_WORK TO DO_
Turn the rows below into a Markdown table with two columns, No. and Line. Give each non-blank line its own number and leave out the blank ones.

_DATA SECTION_
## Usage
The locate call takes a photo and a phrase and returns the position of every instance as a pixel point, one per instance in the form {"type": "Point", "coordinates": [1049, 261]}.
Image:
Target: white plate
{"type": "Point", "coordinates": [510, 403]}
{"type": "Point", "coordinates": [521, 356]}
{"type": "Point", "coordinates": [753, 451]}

_EXERCISE OUTPUT_
| No. | Line |
|---|---|
| 1 | ## Usage |
| 2 | The locate call takes a photo and a phrase and returns the position of every instance as a pixel point, one per instance in the form {"type": "Point", "coordinates": [1049, 261]}. |
| 3 | Image: |
| 4 | Target: white plate |
| 5 | {"type": "Point", "coordinates": [510, 403]} |
| 6 | {"type": "Point", "coordinates": [521, 356]} |
| 7 | {"type": "Point", "coordinates": [753, 451]} |